## Start Source

4 files changed, 25 insertions, 0 deletions
diff --git a/Source/cmVisualStudio10TargetGenerator.cxx b/Source/cmVisualStudio10TargetGenerator.cxx
index 5bec7d3..4d0773b 100644
--- a/Source/cmVisualStudio10TargetGenerator.cxx
+++ b/Source/cmVisualStudio10TargetGenerator.cxx
@@ -3245,6 +3245,8 @@ bool cmVisualStudio10TargetGenerator::ComputeCudaOptions(
     this->LocalGenerator, Options::CudaCompiler, gg->GetCudaFlagTable());
   Options& cudaOptions = *pOptions;
 
+  auto cudaVersion = this->GlobalGenerator->GetPlatformToolsetCudaString();
+
   // Get compile flags for CUDA in this directory.
   std::string flags;
   this->LocalGenerator->AddLanguageFlags(flags, this->GeneratorTarget, "CUDA",
@@ -3280,7 +3282,22 @@ bool cmVisualStudio10TargetGenerator::ComputeCudaOptions(
     // to not have the source file extension at all
     cudaOptions.AddFlag("CompileOut", "$(IntDir)%(Filename).ptx");
     notPtx = false;
+
+    if (cmSystemTools::VersionCompare(cmSystemTools::OP_GREATER_EQUAL,
+                                      cudaVersion, "9.0") &&
+        cmSystemTools::VersionCompare(cmSystemTools::OP_LESS, cudaVersion,
+                                      "11.5")) {
+      // The DriverApi flag before 11.5 ( verified back to 9.0 ) which controls
+      // PTX compilation doesn't propagate user defines causing
+      // target_compile_definitions to behave differently for VS +
+      // PTX compared to other generators so we patch the rules
+      // to normalize behavior
+      cudaOptions.AddFlag("DriverApiCommandLineTemplate",
+                          "%(BaseCommandLineTemplate) [CompileOut] [FastMath] "
+                          "[Defines] \"%(FullPath)\"");
+    }
   }
+
   if (notPtx &&
       cmSystemTools::VersionCompareGreaterEq(
         "8.0", this->GlobalGenerator->GetPlatformToolsetCudaString())) {
diff --git a/Tests/CudaOnly/ExportPTX/CMakeLists.txt b/Tests/CudaOnly/ExportPTX/CMakeLists.txt
index f1667af..e97274d 100644
--- a/Tests/CudaOnly/ExportPTX/CMakeLists.txt
+++ b/Tests/CudaOnly/ExportPTX/CMakeLists.txt
@@ -11,6 +11,7 @@ list(SUBLIST CMAKE_CUDA_ARCHITECTURES 0 1 CMAKE_CUDA_ARCHITECTURES)

## End Source
## Start Data extract

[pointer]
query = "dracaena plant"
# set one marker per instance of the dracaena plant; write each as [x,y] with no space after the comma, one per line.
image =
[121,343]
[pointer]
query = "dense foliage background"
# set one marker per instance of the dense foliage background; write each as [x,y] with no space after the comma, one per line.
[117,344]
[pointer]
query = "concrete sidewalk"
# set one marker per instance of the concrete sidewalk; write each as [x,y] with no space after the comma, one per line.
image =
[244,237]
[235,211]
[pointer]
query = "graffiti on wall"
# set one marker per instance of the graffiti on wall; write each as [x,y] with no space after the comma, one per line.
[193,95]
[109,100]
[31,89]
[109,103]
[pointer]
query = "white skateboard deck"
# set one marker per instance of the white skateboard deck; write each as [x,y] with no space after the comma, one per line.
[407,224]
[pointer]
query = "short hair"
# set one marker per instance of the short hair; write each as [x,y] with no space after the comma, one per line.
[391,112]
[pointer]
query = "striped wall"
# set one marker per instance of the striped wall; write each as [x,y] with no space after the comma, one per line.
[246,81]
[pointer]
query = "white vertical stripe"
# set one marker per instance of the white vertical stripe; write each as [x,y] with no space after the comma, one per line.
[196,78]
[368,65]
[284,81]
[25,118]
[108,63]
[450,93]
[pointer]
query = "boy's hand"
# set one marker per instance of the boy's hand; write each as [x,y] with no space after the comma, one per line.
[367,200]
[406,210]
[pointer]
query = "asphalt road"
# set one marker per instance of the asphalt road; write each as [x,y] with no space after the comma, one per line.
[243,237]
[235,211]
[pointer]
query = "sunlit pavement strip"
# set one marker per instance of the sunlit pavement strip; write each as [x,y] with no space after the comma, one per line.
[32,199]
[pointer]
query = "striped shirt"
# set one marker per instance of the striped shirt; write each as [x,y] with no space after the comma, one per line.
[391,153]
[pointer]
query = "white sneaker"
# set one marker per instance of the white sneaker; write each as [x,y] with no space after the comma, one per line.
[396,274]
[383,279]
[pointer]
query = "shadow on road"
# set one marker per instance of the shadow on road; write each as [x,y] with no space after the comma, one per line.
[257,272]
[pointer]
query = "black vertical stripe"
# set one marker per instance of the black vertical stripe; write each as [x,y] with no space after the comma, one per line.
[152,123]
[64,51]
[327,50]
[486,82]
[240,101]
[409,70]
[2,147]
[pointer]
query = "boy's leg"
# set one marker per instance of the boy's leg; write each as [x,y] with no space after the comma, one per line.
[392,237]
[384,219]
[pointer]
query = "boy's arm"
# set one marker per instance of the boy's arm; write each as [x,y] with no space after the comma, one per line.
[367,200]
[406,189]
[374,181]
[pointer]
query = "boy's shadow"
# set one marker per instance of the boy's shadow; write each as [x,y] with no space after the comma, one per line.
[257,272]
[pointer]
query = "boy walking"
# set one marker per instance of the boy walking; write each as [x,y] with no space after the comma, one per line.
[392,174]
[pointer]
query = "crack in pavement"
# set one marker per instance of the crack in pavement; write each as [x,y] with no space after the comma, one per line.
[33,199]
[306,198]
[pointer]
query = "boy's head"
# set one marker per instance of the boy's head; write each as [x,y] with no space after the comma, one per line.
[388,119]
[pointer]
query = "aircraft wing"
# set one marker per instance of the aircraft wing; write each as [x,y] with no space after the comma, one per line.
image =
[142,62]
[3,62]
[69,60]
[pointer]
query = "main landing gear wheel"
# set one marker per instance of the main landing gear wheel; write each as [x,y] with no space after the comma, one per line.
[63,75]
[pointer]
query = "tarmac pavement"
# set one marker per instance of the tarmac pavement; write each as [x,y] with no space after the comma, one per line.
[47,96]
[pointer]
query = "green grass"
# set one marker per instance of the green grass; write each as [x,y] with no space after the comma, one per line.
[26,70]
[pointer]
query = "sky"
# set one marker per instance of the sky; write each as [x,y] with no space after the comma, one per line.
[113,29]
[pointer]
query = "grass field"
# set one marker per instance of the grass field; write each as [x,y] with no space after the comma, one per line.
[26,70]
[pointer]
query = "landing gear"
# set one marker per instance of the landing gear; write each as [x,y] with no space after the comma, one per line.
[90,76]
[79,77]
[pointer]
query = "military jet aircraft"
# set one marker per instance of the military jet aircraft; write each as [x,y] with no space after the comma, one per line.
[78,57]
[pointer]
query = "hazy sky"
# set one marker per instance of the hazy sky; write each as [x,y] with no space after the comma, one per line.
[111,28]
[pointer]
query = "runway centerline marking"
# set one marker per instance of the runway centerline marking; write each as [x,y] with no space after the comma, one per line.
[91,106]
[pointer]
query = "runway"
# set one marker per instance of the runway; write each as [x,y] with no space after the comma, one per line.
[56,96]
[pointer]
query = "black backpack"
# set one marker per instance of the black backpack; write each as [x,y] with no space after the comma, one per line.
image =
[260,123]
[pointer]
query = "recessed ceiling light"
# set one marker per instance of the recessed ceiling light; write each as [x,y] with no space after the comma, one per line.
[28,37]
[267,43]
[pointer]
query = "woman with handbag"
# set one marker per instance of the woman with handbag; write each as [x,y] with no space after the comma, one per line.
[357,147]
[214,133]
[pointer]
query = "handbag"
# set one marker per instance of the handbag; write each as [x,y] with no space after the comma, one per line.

## End Data extract

▸ **Objectives**:
1) Quote the CMake patch between "4 files changed, 25" and "in this directory.", inclusive.
2) Restate more briefly the comment in the CMake patch that begins "The DriverApi flag before 11.5", keeping its main facts.
3) Carry on with the CMake patch from the point where it stops.
The data plays no role here.

▸ **Per-task answers**:
1)
4 files changed, 25 insertions, 0 deletions
diff --git a/Source/cmVisualStudio10TargetGenerator.cxx b/Source/cmVisualStudio10TargetGenerator.cxx
index 5bec7d3..4d0773b 100644
--- a/Source/cmVisualStudio10TargetGenerator.cxx
+++ b/Source/cmVisualStudio10TargetGenerator.cxx
@@ -3245,6 +3245,8 @@ bool cmVisualStudio10TargetGenerator::ComputeCudaOptions(
     this->LocalGenerator, Options::CudaCompiler, gg->GetCudaFlagTable());
   Options& cudaOptions = *pOptions;
 
+  auto cudaVersion = this->GlobalGenerator->GetPlatformToolsetCudaString();
+
   // Get compile flags for CUDA in this directory.

2) Before CUDA 11.5 (checked back to 9.0), the DriverApi flag for PTX compilation does not pass on user defines. As a result, target_compile_definitions behaves differently for Visual Studio with PTX than for other generators. The rules are patched to make the behavior consistent.

3)
 string(APPEND CMAKE_CUDA_ARCHITECTURES "-virtual")
 
 add_library(CudaPTX OBJECT kernelA.cu kernelB.cu)
+target_compile_definitions(CudaPTX PRIVATE "CUDA_PTX_COMPILATION")
 set_property(TARGET CudaPTX PROPERTY CUDA_PTX_COMPILATION ON)
 
 #Test ObjectFiles with file(GENERATE)
diff --git a/Tests/CudaOnly/ExportPTX/kernelA.cu b/Tests/CudaOnly/ExportPTX/kernelA.cu
index fbe0d26..8967298 100644
--- a/Tests/CudaOnly/ExportPTX/kernelA.cu
+++ b/Tests/CudaOnly/ExportPTX/kernelA.cu
@@ -1,4 +1,8 @@
 
+#ifndef CUDA_PTX_COMPILATION
+#  error "CUDA_PTX_COMPILATION define not provided"
+#endif
+
 __global__ void kernelA(float* r, float* x, float* y, float* z, int size)
 {
   for (int i = threadIdx.x; i < size; i += blockDim.x) {
diff --git a/Tests/CudaOnly/ExportPTX/kernelB.cu b/Tests/CudaOnly/ExportPTX/kernelB.cu
index 11872e4..be4613a 100644
--- a/Tests/CudaOnly/ExportPTX/kernelB.cu
+++ b/Tests/CudaOnly/ExportPTX/kernelB.cu
@@ -1,4 +1,7 @@
 
+#ifndef CUDA_PTX_COMPILATION
+#  error "CUDA_PTX_COMPILATION define not provided"
+#endif
 
 __global__ void kernelB(float* r, float* x, float* y, float* z, int size)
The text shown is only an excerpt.